* [Task material]
--- START ---
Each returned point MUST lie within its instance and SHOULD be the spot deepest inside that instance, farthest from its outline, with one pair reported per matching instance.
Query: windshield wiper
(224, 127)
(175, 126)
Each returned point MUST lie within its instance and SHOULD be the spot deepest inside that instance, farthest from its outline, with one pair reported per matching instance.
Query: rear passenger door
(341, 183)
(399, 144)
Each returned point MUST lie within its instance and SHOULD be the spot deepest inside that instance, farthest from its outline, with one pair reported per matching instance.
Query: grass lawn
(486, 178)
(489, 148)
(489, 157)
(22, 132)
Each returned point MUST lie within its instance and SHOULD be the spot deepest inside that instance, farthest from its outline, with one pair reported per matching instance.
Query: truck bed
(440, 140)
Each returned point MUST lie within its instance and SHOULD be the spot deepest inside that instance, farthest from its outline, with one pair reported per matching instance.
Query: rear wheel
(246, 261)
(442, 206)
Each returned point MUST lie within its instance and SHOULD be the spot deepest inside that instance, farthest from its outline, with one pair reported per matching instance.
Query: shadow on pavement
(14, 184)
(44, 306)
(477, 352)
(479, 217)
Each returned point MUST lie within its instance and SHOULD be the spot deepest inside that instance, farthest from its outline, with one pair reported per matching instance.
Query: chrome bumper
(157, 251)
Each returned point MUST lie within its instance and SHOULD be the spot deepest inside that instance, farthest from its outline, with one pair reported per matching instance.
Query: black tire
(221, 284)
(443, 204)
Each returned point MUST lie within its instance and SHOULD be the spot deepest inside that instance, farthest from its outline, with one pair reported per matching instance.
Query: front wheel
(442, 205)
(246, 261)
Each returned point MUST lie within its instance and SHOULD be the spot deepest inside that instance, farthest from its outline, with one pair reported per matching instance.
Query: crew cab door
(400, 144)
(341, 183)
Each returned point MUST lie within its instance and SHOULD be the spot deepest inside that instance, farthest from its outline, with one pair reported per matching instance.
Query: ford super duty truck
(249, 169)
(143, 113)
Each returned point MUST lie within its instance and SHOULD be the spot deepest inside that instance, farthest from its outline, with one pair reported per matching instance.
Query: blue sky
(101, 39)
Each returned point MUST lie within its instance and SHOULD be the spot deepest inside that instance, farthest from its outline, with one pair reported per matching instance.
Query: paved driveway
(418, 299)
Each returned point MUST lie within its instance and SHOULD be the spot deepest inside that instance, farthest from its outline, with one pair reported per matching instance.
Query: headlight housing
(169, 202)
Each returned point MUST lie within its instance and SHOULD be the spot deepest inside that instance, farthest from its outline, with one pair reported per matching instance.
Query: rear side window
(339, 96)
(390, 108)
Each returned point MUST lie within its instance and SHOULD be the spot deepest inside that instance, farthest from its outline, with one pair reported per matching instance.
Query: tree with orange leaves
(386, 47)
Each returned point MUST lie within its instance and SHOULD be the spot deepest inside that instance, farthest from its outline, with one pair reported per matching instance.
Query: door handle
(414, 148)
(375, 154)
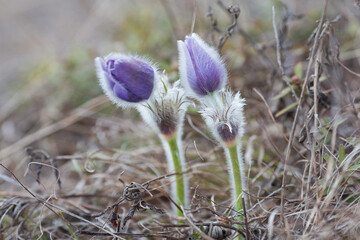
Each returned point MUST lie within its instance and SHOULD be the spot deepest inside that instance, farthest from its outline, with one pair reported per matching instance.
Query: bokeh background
(50, 98)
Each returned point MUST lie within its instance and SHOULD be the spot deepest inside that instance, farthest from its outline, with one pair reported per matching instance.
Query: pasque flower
(126, 79)
(165, 114)
(134, 81)
(202, 70)
(225, 119)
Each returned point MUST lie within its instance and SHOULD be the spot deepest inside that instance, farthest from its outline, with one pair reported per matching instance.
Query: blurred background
(50, 98)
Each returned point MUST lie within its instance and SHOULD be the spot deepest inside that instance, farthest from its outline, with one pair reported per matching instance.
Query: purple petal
(122, 93)
(206, 70)
(135, 76)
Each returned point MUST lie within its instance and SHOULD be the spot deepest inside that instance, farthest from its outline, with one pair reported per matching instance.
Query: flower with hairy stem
(226, 121)
(165, 114)
(202, 71)
(132, 81)
(126, 79)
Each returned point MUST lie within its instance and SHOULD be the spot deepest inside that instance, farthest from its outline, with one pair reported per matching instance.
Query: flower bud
(202, 70)
(165, 112)
(226, 121)
(126, 79)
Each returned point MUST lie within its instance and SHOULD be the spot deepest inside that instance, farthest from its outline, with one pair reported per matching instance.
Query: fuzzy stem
(235, 159)
(179, 182)
(237, 177)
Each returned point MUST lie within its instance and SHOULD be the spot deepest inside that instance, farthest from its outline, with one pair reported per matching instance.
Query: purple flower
(202, 70)
(126, 79)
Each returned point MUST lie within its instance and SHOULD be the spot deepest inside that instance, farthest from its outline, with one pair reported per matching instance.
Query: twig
(293, 128)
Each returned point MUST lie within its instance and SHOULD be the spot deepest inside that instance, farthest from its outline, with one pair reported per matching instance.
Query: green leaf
(341, 153)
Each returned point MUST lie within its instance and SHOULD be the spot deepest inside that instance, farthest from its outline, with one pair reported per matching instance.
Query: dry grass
(300, 78)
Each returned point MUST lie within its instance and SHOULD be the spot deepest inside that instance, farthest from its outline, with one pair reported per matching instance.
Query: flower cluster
(133, 81)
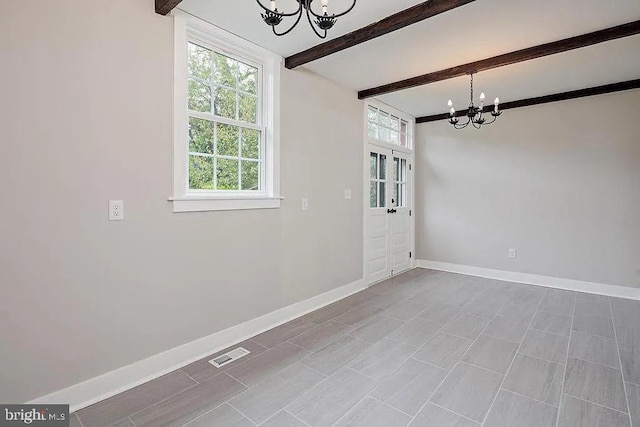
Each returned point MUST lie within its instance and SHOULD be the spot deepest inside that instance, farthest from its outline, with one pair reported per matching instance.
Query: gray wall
(559, 182)
(85, 112)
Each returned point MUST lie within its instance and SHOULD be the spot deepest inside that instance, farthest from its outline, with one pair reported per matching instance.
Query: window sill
(202, 203)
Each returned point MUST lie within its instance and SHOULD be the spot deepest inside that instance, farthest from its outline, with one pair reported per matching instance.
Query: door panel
(378, 263)
(388, 223)
(400, 221)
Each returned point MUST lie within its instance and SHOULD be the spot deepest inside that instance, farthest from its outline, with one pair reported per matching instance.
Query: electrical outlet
(116, 210)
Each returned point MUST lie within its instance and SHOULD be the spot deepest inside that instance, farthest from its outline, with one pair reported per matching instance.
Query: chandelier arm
(290, 28)
(334, 15)
(458, 126)
(281, 14)
(488, 123)
(313, 27)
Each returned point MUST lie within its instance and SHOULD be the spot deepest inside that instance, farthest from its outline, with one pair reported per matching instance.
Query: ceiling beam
(625, 30)
(391, 23)
(563, 96)
(163, 7)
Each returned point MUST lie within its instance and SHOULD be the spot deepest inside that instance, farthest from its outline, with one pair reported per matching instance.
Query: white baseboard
(534, 279)
(104, 386)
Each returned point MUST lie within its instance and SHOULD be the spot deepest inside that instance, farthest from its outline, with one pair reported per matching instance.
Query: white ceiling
(475, 31)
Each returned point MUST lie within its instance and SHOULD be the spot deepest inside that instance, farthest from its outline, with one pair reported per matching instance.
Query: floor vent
(225, 359)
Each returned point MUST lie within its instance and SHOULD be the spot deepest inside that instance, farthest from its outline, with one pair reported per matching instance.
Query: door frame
(410, 151)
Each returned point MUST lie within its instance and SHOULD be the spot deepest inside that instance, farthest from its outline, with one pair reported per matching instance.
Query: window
(399, 182)
(386, 127)
(226, 120)
(377, 180)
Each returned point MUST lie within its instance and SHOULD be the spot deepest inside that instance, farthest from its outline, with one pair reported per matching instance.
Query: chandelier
(474, 114)
(323, 21)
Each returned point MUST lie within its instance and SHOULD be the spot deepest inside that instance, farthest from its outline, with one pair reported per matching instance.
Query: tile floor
(425, 348)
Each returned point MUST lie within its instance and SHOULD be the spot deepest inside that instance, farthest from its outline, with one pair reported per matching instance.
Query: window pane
(200, 173)
(200, 136)
(372, 130)
(199, 62)
(227, 174)
(250, 144)
(373, 194)
(396, 165)
(384, 119)
(225, 70)
(404, 127)
(394, 123)
(250, 175)
(227, 140)
(248, 108)
(199, 96)
(373, 165)
(372, 115)
(395, 137)
(224, 102)
(396, 188)
(248, 78)
(384, 134)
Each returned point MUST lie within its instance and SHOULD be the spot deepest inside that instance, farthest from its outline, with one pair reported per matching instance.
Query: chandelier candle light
(474, 114)
(273, 17)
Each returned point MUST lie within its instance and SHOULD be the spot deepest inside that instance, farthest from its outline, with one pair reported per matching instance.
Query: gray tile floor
(425, 348)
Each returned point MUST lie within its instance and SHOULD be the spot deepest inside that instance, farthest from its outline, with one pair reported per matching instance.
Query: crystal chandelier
(474, 114)
(323, 21)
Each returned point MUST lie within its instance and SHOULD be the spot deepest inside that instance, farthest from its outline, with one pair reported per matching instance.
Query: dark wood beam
(563, 96)
(163, 7)
(625, 30)
(391, 23)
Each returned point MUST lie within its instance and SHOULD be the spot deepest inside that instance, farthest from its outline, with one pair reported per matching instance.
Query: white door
(388, 225)
(400, 227)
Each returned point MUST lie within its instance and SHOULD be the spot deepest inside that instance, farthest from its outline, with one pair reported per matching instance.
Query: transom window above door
(387, 127)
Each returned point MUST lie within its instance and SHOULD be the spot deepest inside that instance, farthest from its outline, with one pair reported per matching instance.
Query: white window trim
(187, 27)
(411, 124)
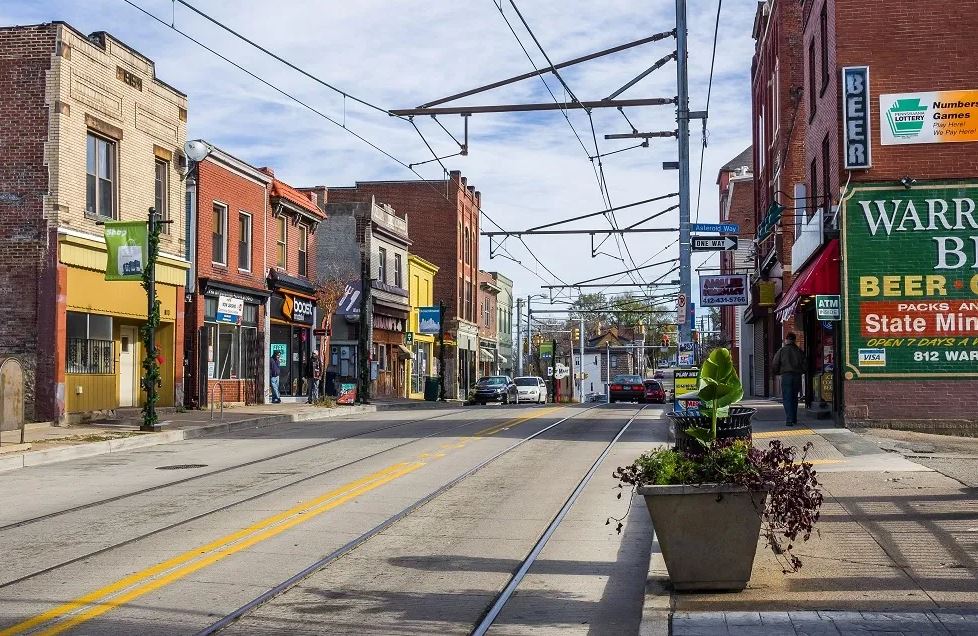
--- END ---
* [Task item] Copy nothing outside the span: please output the lines from the one with "Query: dark wood beam" through the end of the entries above, and skip the pictures.

* [Reply]
Query: dark wood beam
(563, 96)
(163, 7)
(625, 30)
(391, 23)
Each returned point MUST lie within its instance and SHOULD be the spot deepest inside that instance, farthest from its outline, with one pair reported per matching instance.
Query: white door
(388, 225)
(400, 227)
Each returned point MUST lie within its instance and SHOULD be the spot deepest inside that instance, farthest from its outline, with one pair reported per matching instance.
Query: transom window above door
(387, 127)
Each returned point MUST lie within its instance and SHOULD be the spot deepest inside that instance, farthest from its outline, with one pair reported per matching instance.
Query: white window trim
(187, 27)
(411, 124)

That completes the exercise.